What you have to do:
Only one stretch of the records below is wanted: the lines from the one holding "Check that each instance of the tractor roof" through the one holding "Check that each instance of the green". Return it exactly, both ends included.

── Exercise data ──

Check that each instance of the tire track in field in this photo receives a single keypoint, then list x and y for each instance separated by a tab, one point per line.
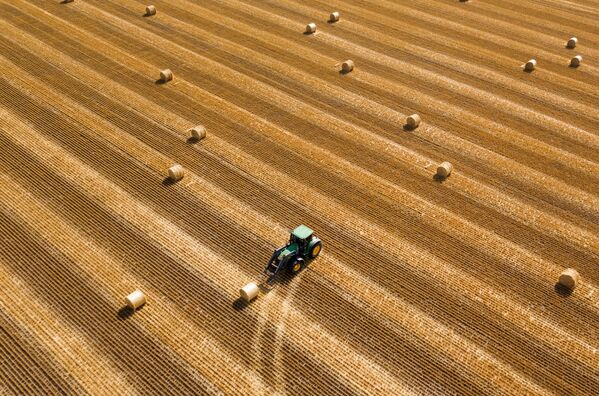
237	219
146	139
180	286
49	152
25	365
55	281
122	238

───
── Exercise data ──

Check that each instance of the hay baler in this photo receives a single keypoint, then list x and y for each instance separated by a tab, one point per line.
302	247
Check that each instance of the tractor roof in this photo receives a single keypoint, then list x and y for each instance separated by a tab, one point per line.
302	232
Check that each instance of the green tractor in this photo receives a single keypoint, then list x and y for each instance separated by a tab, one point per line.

───
── Exercise data ──

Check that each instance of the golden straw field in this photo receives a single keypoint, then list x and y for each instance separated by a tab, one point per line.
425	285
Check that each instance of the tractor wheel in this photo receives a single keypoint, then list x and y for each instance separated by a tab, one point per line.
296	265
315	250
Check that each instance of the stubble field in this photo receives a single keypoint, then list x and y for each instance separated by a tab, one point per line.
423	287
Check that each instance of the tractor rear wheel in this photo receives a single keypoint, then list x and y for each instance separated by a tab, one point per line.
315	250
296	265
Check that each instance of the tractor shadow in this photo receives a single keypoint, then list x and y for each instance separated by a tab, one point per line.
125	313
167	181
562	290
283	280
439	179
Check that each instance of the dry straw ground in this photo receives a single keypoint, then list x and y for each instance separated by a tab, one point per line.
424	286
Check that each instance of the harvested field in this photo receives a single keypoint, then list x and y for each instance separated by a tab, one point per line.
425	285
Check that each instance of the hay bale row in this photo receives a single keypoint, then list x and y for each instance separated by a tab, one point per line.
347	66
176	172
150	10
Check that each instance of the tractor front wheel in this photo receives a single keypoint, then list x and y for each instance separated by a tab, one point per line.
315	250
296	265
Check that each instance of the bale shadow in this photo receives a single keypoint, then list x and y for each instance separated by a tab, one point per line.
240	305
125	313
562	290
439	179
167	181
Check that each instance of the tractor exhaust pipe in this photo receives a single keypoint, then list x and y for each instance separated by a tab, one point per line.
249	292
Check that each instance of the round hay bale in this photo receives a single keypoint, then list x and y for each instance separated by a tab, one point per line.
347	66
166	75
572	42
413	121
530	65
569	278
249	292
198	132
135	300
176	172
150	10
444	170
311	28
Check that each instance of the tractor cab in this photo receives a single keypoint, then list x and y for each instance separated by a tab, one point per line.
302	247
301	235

───

Task result:
Check that each instance of the tractor roof in this photo receives a single keypoint, then list x and y for each instance separated by a tab, one point per line.
302	232
Check that each instance of the green tractor in this photo receives a single keypoint, then list x and y for each instance separated by a tab, one point per line.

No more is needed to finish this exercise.